やること
a – 出典の文の「浦安D-Rocksのヨハン・アッカーマン ヘッドコーチ(左)、飯沼蓮キャプテン」から下の「ます。ありがとうございます」」までを全部、そのまま書き写してください。
b – 出典の文の最初の発言で、ヘッドコーチが「チーム全体」に含めて挙げている人たちを全部書き出してください。

出典
浦安D-Rocksのヨハン・アッカーマン ヘッドコーチ(左)、飯沼蓮キャプテン

浦安D-Rocks
ヨハン・アッカーマン ヘッドコーチ

「すごく誇りに思える瞬間でした。昨季とは、逆側のロッカールームで、試合の展開や結果も逆という形で、まったく違った気持ちをいま、感じています。まずは序盤、いいスタートを切って、自分たちにプレッシャーを掛けてきた花園Lさんの功績を讃えたいと思います。そういったところもあって、自分たちの序盤はミスを恐れてプレーしているようなところも見られました。そういうことも踏まえて、ハーフタイムに『もう1回攻める意識でいこう、ミスを恐れずに攻める意識をもち、結果を恐れずに攻めていこう』という話をしました。自分たちのゴールラインから、ディフェンスで相手をどんどん押し返した瞬間やキックチェイスからチャージ、トライにつながった瞬間などそういったカギとなる瞬間を自分たちのモノにしました。そこからの流れは今までのシーズンのとおり、いい流れのアタックができて、そこからゲームを支配していくことができたと思います。今日、チームが出してくれた成果と努力に対して、自分は誇りを持っていますし、これは今日戦った23名ではなく、チーム全体の勝利だと思っているので、メンバーやマネジメントの方々、フロント、スタッフ、ファンの方々も含めて本当にチーム全体のことを誇りに思っています。最後に、今日こうしてお越しいただいたメディアの方にも感謝の言葉を伝えたいと思います。ありがとうございます」

──選手の数が多いチームだと思いますが、そこでどのようにマネジメントして、ヘッドコーチとしてアプローチされたのでしょうか。そして、この試合は23人の強さを感じましたが、どういう考え方でチームを作られたのでしょうか?

「その部分に触れていただいて、ありがとうございます。もちろん、今日のベンチのメンバーもかなりいいインパクトを残してくれたのですが、ラグビーというのは自分の考えでは23人だけが重要ではありません。やはりスカッド全体の努力が大事だと考えています。チームの真髄となるのは、やはりその選ばれていないメンバーです。そのメンバーが自分たちの価値や、評価されているということを理解して、目的意識を明確にすることに日々、自分は焦点を当てています。そういったメンバーもポジション争いに絡んでいくという挑戦を日々、やっていく中で、自分はチームの一員なんだという意識を持って、チームのために、何が最善かを行動に移していけるような取り組みをしています。結局は個人ではなくチーム全体が大事で、チーム全体が家族のようになるということです。どのような家族だろうが、会社だろうが、チームだろうが、共通するものがあると考えていますし、そういう家族だからこそ、良いときも悪いときも一緒に支え合うことが大事だと考えています。最終的には、ラグビーよりも大事なものが自分たちにあると自分の中では考えていて、自分がチームに所属する限り、ラグビー以外でもどういうインパクトを残していくのか、どういうものを残していくのか。そういう意味も込めて、仲間同士が支え合って自分の仕事をしてくれたメンバーたちにも感謝しています。彼らは試合前日の(試合のメンバーに)選ばれていない中でのきつい練習にも、ポジティブな姿勢でいつも取り組んでいたのでそこにも感謝していますし、そういったところからチーム力というのは生まれているのではないかと思います」

提供データ

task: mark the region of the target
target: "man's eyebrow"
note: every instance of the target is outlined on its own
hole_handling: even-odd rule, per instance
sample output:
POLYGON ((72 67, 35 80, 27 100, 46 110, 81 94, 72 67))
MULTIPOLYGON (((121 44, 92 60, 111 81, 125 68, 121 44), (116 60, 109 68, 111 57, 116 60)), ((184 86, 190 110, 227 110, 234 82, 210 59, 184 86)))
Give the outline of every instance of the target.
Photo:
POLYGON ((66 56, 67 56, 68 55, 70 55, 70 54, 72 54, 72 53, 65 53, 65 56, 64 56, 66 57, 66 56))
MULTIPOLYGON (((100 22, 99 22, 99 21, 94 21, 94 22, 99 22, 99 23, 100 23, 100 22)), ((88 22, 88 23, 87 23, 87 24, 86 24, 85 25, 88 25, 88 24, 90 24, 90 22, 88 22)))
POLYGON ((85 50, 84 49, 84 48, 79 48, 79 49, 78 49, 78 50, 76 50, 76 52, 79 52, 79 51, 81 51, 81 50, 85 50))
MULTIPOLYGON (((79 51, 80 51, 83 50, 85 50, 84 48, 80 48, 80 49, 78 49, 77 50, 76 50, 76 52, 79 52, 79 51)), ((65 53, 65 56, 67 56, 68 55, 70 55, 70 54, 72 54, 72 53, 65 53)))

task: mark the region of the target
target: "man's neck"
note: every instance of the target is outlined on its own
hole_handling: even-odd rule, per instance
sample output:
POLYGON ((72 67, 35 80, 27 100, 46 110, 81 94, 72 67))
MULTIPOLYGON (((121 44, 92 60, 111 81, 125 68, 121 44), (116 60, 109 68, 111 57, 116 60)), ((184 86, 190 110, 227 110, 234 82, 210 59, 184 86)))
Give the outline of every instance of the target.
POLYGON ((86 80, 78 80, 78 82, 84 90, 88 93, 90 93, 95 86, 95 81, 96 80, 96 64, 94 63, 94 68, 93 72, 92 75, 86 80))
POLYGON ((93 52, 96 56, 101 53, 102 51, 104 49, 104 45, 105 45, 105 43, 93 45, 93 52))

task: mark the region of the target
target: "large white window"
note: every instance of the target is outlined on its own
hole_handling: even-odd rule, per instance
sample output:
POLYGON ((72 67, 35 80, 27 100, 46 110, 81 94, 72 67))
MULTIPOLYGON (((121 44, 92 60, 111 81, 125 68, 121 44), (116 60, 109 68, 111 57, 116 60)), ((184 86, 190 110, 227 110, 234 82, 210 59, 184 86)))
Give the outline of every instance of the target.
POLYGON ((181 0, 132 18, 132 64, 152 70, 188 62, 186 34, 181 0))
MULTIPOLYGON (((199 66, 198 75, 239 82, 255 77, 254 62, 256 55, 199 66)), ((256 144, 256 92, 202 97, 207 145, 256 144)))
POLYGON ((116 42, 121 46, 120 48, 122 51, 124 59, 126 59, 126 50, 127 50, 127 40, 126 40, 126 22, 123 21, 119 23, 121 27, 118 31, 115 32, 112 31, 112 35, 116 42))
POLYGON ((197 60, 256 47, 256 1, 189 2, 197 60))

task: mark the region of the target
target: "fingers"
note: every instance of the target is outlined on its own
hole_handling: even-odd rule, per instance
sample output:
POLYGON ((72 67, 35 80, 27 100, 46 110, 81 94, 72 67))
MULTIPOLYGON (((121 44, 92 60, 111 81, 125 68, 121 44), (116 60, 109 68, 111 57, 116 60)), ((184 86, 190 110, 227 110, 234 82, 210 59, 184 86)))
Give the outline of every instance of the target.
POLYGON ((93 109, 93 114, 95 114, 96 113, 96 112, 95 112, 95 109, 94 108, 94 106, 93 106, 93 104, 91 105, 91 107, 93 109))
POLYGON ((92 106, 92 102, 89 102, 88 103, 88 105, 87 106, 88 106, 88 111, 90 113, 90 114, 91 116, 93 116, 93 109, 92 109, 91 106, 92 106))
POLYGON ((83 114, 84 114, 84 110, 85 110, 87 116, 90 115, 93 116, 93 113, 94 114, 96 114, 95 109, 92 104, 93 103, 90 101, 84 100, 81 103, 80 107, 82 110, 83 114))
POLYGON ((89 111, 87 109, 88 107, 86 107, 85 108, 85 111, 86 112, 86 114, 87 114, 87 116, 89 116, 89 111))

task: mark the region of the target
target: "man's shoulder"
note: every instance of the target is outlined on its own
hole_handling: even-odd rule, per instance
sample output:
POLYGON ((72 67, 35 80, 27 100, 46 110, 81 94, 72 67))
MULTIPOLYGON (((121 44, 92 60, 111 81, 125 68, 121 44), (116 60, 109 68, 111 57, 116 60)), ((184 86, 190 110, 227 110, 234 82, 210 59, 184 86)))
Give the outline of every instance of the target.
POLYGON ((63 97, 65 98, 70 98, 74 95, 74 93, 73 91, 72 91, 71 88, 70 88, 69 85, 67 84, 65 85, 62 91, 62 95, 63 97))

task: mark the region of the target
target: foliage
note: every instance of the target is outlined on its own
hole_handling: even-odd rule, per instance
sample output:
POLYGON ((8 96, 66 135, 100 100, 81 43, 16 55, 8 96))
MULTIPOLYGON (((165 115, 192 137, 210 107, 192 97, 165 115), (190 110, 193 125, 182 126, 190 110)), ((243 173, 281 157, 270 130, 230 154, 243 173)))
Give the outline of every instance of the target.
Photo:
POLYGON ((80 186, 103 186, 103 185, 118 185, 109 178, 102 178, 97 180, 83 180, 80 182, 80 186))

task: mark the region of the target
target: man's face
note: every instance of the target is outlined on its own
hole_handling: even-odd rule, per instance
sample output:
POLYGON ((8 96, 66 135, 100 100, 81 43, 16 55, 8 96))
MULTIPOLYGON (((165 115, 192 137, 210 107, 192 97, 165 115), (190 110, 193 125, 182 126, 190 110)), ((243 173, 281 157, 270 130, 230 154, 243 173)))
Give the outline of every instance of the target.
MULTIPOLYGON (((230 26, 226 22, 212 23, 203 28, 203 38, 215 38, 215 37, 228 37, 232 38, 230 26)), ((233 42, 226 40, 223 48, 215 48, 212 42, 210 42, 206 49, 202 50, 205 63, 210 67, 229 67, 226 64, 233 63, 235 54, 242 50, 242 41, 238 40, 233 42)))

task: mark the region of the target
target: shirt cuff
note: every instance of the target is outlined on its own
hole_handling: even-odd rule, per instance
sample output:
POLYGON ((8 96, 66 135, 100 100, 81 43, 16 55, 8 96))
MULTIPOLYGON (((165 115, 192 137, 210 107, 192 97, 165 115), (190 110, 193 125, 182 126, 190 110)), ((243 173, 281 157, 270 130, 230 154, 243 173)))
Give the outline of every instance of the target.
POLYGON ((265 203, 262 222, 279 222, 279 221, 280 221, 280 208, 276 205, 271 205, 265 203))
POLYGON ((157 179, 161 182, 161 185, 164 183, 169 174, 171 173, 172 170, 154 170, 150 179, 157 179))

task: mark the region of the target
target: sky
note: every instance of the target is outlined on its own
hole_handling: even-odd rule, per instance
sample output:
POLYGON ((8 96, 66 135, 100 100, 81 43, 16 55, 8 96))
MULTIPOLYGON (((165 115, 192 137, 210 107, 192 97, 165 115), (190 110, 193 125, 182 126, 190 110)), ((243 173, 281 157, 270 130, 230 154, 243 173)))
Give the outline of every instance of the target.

正解
a –
浦安D-Rocksのヨハン・アッカーマン ヘッドコーチ(左)、飯沼蓮キャプテン

浦安D-Rocks
ヨハン・アッカーマン ヘッドコーチ

「すごく誇りに思える瞬間でした。昨季とは、逆側のロッカールームで、試合の展開や結果も逆という形で、まったく違った気持ちをいま、感じています。まずは序盤、いいスタートを切って、自分たちにプレッシャーを掛けてきた花園Lさんの功績を讃えたいと思います。そういったところもあって、自分たちの序盤はミスを恐れてプレーしているようなところも見られました。そういうことも踏まえて、ハーフタイムに『もう1回攻める意識でいこう、ミスを恐れずに攻める意識をもち、結果を恐れずに攻めていこう』という話をしました。自分たちのゴールラインから、ディフェンスで相手をどんどん押し返した瞬間やキックチェイスからチャージ、トライにつながった瞬間などそういったカギとなる瞬間を自分たちのモノにしました。そこからの流れは今までのシーズンのとおり、いい流れのアタックができて、そこからゲームを支配していくことができたと思います。今日、チームが出してくれた成果と努力に対して、自分は誇りを持っていますし、これは今日戦った23名ではなく、チーム全体の勝利だと思っているので、メンバーやマネジメントの方々、フロント、スタッフ、ファンの方々も含めて本当にチーム全体のことを誇りに思っています。最後に、今日こうしてお越しいただいたメディアの方にも感謝の言葉を伝えたいと思います。ありがとうございます」

b – メンバー、マネジメントの方々、フロント、スタッフ、ファンの方々